> TASK MATERIAL
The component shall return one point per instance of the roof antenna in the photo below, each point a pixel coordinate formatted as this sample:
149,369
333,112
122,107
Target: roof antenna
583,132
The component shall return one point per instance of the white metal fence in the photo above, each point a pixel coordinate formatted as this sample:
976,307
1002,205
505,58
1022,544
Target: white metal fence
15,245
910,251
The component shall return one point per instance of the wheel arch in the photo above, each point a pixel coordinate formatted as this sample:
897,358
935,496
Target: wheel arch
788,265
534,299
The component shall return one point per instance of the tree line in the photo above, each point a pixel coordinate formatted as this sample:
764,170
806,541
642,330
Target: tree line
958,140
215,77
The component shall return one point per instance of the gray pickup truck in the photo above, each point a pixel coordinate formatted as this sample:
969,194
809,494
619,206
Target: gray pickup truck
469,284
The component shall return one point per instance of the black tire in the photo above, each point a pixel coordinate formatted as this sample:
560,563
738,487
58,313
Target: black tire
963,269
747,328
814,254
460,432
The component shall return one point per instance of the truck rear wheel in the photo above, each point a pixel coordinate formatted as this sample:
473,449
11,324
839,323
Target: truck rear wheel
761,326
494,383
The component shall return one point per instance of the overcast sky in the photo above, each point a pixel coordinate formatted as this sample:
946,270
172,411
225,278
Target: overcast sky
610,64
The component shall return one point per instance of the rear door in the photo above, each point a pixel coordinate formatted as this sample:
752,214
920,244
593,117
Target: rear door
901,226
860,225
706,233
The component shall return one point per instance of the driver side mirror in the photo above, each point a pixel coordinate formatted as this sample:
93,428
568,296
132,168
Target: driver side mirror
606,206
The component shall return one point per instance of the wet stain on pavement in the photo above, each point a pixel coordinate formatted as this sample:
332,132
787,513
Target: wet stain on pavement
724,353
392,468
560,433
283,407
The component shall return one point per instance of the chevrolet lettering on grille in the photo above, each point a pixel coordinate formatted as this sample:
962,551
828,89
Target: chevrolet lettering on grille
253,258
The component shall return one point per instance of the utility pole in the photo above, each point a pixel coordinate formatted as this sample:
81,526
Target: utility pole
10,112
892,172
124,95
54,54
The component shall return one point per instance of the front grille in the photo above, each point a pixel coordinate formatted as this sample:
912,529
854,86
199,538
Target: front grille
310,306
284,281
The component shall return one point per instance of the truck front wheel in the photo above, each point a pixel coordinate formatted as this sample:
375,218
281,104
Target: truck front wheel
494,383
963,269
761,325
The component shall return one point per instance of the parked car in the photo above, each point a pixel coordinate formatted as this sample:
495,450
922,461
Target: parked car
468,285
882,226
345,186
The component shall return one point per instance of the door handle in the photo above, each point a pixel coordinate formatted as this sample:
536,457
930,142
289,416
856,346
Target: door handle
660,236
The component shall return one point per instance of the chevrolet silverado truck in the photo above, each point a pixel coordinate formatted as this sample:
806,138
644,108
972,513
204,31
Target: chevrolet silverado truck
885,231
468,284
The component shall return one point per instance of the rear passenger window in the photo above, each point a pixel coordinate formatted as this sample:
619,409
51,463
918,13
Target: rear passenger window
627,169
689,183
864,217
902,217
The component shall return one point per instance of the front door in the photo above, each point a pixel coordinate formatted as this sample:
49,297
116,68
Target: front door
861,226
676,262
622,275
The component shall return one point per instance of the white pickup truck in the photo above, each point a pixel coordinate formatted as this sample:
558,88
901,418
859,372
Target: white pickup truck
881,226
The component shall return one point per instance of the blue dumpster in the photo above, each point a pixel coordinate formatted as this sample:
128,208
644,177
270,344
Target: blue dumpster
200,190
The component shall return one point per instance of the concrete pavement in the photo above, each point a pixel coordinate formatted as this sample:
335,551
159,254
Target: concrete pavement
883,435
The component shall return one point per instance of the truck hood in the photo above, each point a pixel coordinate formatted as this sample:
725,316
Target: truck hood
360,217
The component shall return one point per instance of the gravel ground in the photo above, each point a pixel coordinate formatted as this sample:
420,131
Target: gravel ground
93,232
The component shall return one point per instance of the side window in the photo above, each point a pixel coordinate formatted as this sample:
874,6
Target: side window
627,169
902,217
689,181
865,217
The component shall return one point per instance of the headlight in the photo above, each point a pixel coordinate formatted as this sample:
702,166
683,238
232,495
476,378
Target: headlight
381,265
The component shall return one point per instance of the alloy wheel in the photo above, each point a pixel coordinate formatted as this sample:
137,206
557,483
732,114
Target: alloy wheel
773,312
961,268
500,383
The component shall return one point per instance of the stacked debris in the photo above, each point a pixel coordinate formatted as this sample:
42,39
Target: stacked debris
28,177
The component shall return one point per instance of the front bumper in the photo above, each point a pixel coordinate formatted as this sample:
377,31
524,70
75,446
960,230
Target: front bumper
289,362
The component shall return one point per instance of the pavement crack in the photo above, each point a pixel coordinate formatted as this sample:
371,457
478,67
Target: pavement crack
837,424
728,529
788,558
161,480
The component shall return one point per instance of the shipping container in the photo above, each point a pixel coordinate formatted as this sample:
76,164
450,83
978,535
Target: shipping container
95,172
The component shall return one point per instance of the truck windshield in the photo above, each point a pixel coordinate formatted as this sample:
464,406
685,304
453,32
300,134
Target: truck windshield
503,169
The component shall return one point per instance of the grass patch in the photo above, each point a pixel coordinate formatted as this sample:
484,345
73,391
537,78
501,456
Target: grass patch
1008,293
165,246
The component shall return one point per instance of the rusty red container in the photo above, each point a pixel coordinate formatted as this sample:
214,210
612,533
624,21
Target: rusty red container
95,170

> WHAT IS BEING ASKED
Every record must be transcribed precisely, down to the last character.

> RESPONSE BOX
The component shall return one point per instance of the roof antenna in the photo below, each point a pixel coordinate formatted as this sample:
149,369
333,112
122,107
Target: roof antenna
583,132
The component shall return one point per instance of the white metal fence in the photo above, each point a pixel coordinate formatted as this sample:
976,307
1002,205
505,58
1022,544
Target: white metal fence
15,245
910,251
The component shall return one point per instance of the wheel arch in the photo above, each point a pixel coordinate formatted as this sample:
897,358
935,496
Target: wheel arch
788,265
534,299
The component shall return one point per instance of the tree line in the photo above, each point a pixel coordinate formatted as this sample:
764,170
806,541
642,330
Target: tree line
958,140
215,77
The component shall return one point per instance of the gray pickup truck in the photo above, each point a pixel coordinate formatted as this sample:
969,194
809,494
619,206
Target: gray pickup truck
469,284
The component shall return one point per instance of the black tire in the photo above, each point a pixel coordinate formatted as this sample:
560,563
738,487
58,313
Target: black tire
963,269
747,328
814,254
460,432
The component shall return one point per instance of the truck rear wheel in the photo above, each point a pixel coordinate formatted as this sample:
473,449
11,324
839,323
Target: truck rear wheel
761,326
494,383
The component shall return one point per instance of the overcast sky in the photo above, each point a pixel coordinate formatted as this sample:
946,270
172,411
225,278
Target: overcast sky
610,64
The component shall return one point per instance of the rear door in the photo above, each point a pixel coordinate formatted as this sample:
752,214
920,244
593,117
Target: rear door
901,226
860,225
706,233
The component shall return one point per instance of the driver side mirror in the photo above, each point a pixel coordinate formatted as this sample:
93,428
568,296
132,168
Target: driver side mirror
606,206
The component shall return one point per instance of the wet stain on pavement in the photo above, each point a pixel coordinate formatted as this sample:
332,132
787,513
Target: wet stain on pavement
724,353
392,468
560,433
283,407
The component shall return one point per instance of the chevrolet lettering on grille in the photo above, each point a pixel coordinate formatted as this sample:
962,551
828,89
Target: chevrolet lettering on grille
253,258
The component shall return one point per instance of the utility pole in the photo above, each point a pixel coordinate formatted as this sample:
81,526
Target: utility pole
10,112
892,172
124,95
54,54
The component shall return one point per instance of the front grille in the photo above, each point a pixel coordinate formatted as this sample:
912,529
854,86
199,538
Target: front grille
310,306
284,281
The component shall return one point per instance of the truck front wheel in the photo above, each point a pixel coordinate formatted as this sample:
375,218
281,104
Target: truck front wheel
494,383
963,269
761,325
The component shall return one point per instance of the parked car in the photo above, each point a pixel coordinate formatted as this sample:
495,450
922,461
Target: parked car
468,285
882,226
345,186
The component shall return one point per instance of the door handle in the photo above, each point a pixel coordinate formatted as this sample:
536,457
930,142
289,416
856,346
Target: door handle
660,236
The component shall return one point per instance of the chevrolet silverado truck in the photo above, each point a pixel coordinate formatted as this sample:
806,138
644,108
972,513
204,31
Target: chevrolet silverado truck
885,231
468,284
The component shall return one point per instance of the rear passenger window in the photo above, each point a pixel coordinate formatted as this sample:
619,409
51,463
918,13
Target: rear passenger window
627,169
689,183
864,217
902,217
The component shall return one point per instance of the front door in the photo above, each point a pixel coordinate formatted as this sample:
49,297
116,68
Target: front door
861,226
676,262
622,275
The component shall return one point per instance of the white pickup truck in the photo above, each point a pixel coordinate formatted as this sample:
558,88
901,418
859,372
Target: white pickup truck
881,226
The component shall return one point per instance of the blue dumpster in the photo above, each point a pixel coordinate formatted as this sample:
128,208
644,177
270,344
Target: blue dumpster
200,190
The component shall return one point per instance of the concrete pavement in the photo above, each point a pixel coordinate formatted as this sample:
335,551
159,254
Target: concrete pavement
883,435
The component shall return one point per instance of the truck hood in the photo above, each point a pixel coordinate formatted as this sample:
725,316
Target: truck hood
360,217
The component shall return one point per instance of the gravel ground in the photo above, each point a pixel coordinate formatted as this sample:
420,131
Target: gravel ground
93,232
The component shall return one point per instance of the side window in the photo above, each point a pixel coordinate formatted as this sample:
874,6
Target: side window
627,169
902,217
689,181
865,217
The component shall return one point per instance of the headlight in the photo above, each point a pixel coordinate formatted as this sample:
702,166
683,238
232,495
476,378
Target: headlight
381,265
The component shall return one point per instance of the alloy wheel in the photo above, each point a pixel coordinate formatted as this sample:
137,206
557,483
732,114
Target: alloy wheel
773,312
961,268
500,383
The component shall return one point per instance of the stacked debris in the photo above, each point a pixel coordinate formatted as this sample:
42,39
Target: stacked debris
28,177
The component shall return one point per instance of the front bumper in the photo above, each point a pixel coordinate formatted as this sample:
377,31
524,70
75,446
960,230
Target: front bumper
289,362
The component shall return one point per instance of the pavement crack in the photo above, each point a pixel coordinate formatted as this sample:
371,457
478,67
Target: pavement crack
837,424
728,529
788,558
161,480
The component shall return one point per instance of the shipping container in the photo above, each point a pixel coordinate formatted as this sample:
76,164
450,83
978,535
Target: shipping container
95,172
The component shall return one point per instance of the truck windshield in the photo above, each point a pixel coordinate formatted as this sample:
464,406
685,304
453,32
300,134
Target: truck windshield
503,169
The component shall return one point per instance of the grass patch in the photo above, each point a pixel coordinate formatted as this sample:
484,345
73,391
537,78
501,456
Target: grass patch
1008,293
165,246
The component shall return one point per instance of the rusty red container in the photo above, each point a pixel coordinate formatted as this sample:
214,210
612,533
624,21
Target: rusty red container
95,170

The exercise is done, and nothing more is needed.